Wednesday, June 29, 2016

Inclusion Gives You a Voice

Thursday, June 16, 2016

11 Different Definitions of Inclusion: The Good, The Bad and The Ugly

Inclusive education is still not widely practiced in schools across the United States. As a result, only the "lucky few" have seen what inclusion really is. Those that haven’t, are generally left to sift through myths, misunderstandings and the occasional truth.

There is quite a bit of confusion as to the real meaning of an inclusive environment. The following is a run-down of the different definitions of inclusion (the good, the bad and the ugly) that I have heard over the years:

The Good:

Let’s start with the good. In other words, let’s begin by stating what inclusion really is. By knowing what it is, then we can easily identify what it is not. These are definitions that tell what a truly, inclusive environment is. They are not conjured up or idealistic views of a theory taken from a book. They are an accurate reflection of what inclusion is about:

Children, regardless of ability, are taught in general education classrooms with same-age peers.

Inclusion allows all students equal access to the curriculum through differentiated, adapted and/or modified lessons.

The majority of learning needs are met in the classroom where support services are brought to the child.

Children, of all abilities, are supported and included in all activities throughout the school, such as class activities, recess, lunchtime, assemblies and field trips.

The Bad:

Now, let’s move on to some definitions of inclusive education that aren’t so good. If they describe a situation that you know of or are in, be aware that it can be better. Perhaps a resource such as Cheryl Jorgensen’s book, The Inclusion Facilitator’s Guide , or Paula Kluth’s, Don’t We Already Do Inclusion?, will help shed new light on ways in which your school’s activities and/or events can be more inclusive.  These definitions have some elements of what inclusion truly is, but still miss the mark.

Students are included in the general education classroom for only part of the day and then go to a self-contained room for the rest of the day to receive different lessons.

Only mild to moderate students are included in the general education classroom while students with severe needs receive their education in a self-contained special education classroom.

Students with special needs are included in activities that can easily accommodate the child. For example, the child has to fit the activity; the activity does not have to fit the child.

The Ugly:

Finally, here are some definitions of inclusive education that are just plain wrong! The following descriptions are of an environment where students are not naturally included to the best of his or her ability. Instead, these are definitions that describe inclusion as more of a place or program where a concentrated effort is given to including students with special needs. School clubs such as a Lunch Buddy Club (a time when a typically developing student is paired up to eat lunch with a special needs student in a designated lunch area), while have good intentions, only perpetuate the “we need to help them” or “we are doing them a favor” attitude. It does not provide a natural inclusive experience such as a lunchtime would where all the students sit together in the same room.

Inclusion is a program that is delivered by the school and hosted in “inclusion classrooms”.

◆ ◆ ◆

Exercises to complete:
1. What two books does the post on definitions of inclusion recommend as resources?
2. Please extend the post on definitions of inclusion, picking up right after its final sentence.
The listing that comes next has no connection to the post on definitions of inclusion.

Dataset excerpts:
◆ ◆ ◆

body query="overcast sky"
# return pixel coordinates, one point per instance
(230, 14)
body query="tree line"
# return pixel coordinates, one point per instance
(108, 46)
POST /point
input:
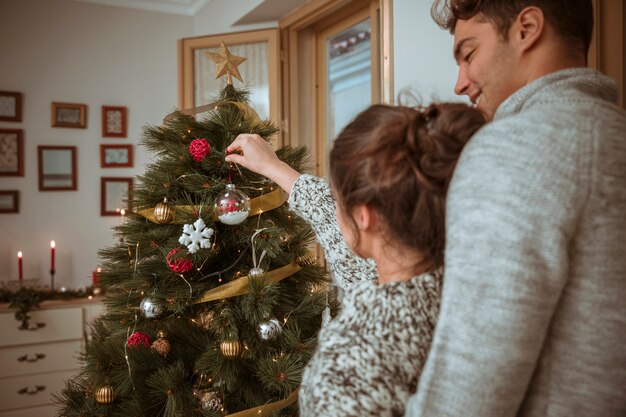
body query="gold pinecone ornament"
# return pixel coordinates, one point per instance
(105, 394)
(161, 345)
(231, 349)
(163, 212)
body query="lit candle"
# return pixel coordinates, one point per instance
(19, 267)
(52, 246)
(96, 277)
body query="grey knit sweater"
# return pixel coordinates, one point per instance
(533, 311)
(369, 358)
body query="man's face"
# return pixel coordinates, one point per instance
(488, 72)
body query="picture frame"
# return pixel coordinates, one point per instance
(115, 195)
(73, 115)
(114, 121)
(11, 152)
(9, 201)
(10, 106)
(57, 166)
(116, 156)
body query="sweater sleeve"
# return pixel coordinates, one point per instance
(355, 380)
(511, 212)
(311, 198)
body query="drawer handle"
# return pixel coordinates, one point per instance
(37, 357)
(38, 325)
(33, 391)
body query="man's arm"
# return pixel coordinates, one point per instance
(511, 211)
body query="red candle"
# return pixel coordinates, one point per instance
(52, 246)
(19, 267)
(96, 277)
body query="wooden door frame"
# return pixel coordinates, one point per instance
(297, 26)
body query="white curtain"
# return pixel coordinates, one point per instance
(254, 71)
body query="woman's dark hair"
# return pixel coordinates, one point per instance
(572, 19)
(399, 160)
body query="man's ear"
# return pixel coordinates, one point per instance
(528, 27)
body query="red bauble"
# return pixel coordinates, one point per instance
(199, 149)
(180, 265)
(138, 339)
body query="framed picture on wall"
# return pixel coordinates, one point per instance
(10, 106)
(57, 168)
(116, 156)
(114, 121)
(11, 152)
(9, 201)
(115, 195)
(69, 115)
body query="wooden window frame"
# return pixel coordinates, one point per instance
(300, 98)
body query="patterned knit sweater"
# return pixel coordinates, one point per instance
(369, 358)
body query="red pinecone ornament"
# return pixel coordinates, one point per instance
(199, 149)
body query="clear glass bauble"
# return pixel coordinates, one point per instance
(233, 207)
(270, 330)
(151, 308)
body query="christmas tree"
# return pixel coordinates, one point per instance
(213, 300)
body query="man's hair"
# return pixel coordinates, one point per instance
(571, 19)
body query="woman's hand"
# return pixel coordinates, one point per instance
(257, 155)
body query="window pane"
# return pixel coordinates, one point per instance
(349, 76)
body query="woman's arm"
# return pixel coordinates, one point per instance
(309, 197)
(257, 155)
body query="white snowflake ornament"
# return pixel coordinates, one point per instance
(196, 236)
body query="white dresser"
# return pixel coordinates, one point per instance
(34, 364)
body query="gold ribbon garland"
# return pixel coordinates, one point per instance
(268, 408)
(258, 205)
(240, 285)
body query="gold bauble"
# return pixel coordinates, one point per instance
(105, 394)
(231, 349)
(163, 212)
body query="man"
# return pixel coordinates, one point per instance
(533, 314)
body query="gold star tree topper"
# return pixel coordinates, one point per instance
(226, 63)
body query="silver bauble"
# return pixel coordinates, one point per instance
(270, 330)
(151, 308)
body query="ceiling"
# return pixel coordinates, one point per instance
(183, 7)
(265, 11)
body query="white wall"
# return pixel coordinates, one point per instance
(67, 51)
(219, 16)
(422, 53)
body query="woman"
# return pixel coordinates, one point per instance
(389, 173)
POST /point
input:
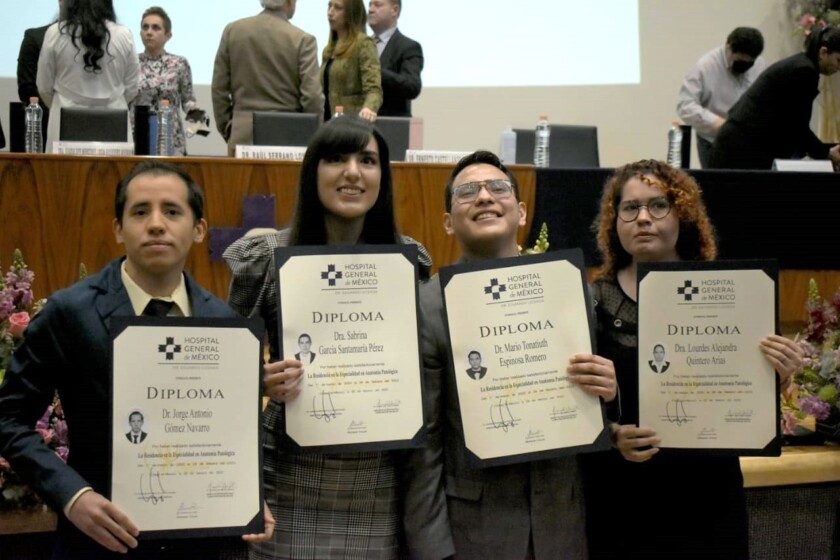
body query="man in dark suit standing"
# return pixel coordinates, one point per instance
(401, 59)
(30, 50)
(158, 217)
(525, 510)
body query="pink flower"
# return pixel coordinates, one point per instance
(18, 323)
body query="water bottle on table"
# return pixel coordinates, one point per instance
(541, 138)
(34, 141)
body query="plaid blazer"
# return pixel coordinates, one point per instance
(326, 505)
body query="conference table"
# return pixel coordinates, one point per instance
(59, 210)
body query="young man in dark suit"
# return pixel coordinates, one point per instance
(525, 510)
(158, 217)
(400, 58)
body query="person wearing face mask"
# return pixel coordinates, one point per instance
(772, 120)
(716, 82)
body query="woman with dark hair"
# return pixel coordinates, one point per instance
(350, 71)
(164, 75)
(87, 61)
(326, 505)
(773, 118)
(695, 506)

◆ ◆ ◆

Response list:
1. Cheryl Jorgensen's The Inclusion Facilitator's Guide and Paula Kluth's Don't We Already Do Inclusion?

2.
Inclusion is a place in the school where students with special needs can receive some interaction with their typically developing peers. 

Students with special needs are included in enrichment activities only such as Music, Physical Education and Art.

Students with special needs are considered included when they are “mainstreamed” into classrooms. This means a student with special needs must be able to keep up the with grade-level work of the other students without any extra support.

Use this information and more about inclusive education by checking out so you can easily identify a situation that is authentically inclusive!

(Note: this post was originally written for The Friendship Circle of Michigan is a non-profit organization affiliated with Lubavitch of Michigan. It is their goal to provide every individual with special needs the support friendship and inclusion that they deserve.)

Wednesday, June 8, 2016

12 Resources that Teachers Need to Know About for the Inclusive Classroom: A Professional Development Guide

Anyone who is or knows a teacher also knows that summer vacation is a time for professional development. Whether it is attending workshops, reading about the latest teaching trends or finding new lesson ideas on Pinterest, teachers are using their summer vacation time to plan for the school year ahead. Here is a list of helpful resources that teachers can read and use in the inclusive classroom:

Authors, Jennifer Kurth and Megan Gross, provide a comprehensive resource for inclusive education in this essential resource! Full of research-based strategies, tools, and practical advice on inclusive education. The Inclusion Tool Box will expertly guide any teacher through the development, implementation, and expansion of an inclusive classroom. Topics include collaboration techniques, lesson planning for inclusion, grading, and ideas for behavior management. Checklists, templates and examples of schedules round-out this must-have book.

Paula Kluth and Sheila Danaher put together 100 more ways that teachers can differentiate instruction in their follow-up book to From Tutor Scripts to Talking Sticks. This illustrated guided gives teachers time-effective ways in which they can tailor curriuclum to meet the different needs of students. Inclusive or not, K-12 classrooms will benefit from the creative ideas in this book that must be on every teacher's shelf. Topics include strategies for differentiating mathematics, language arts, assessment and behavior management.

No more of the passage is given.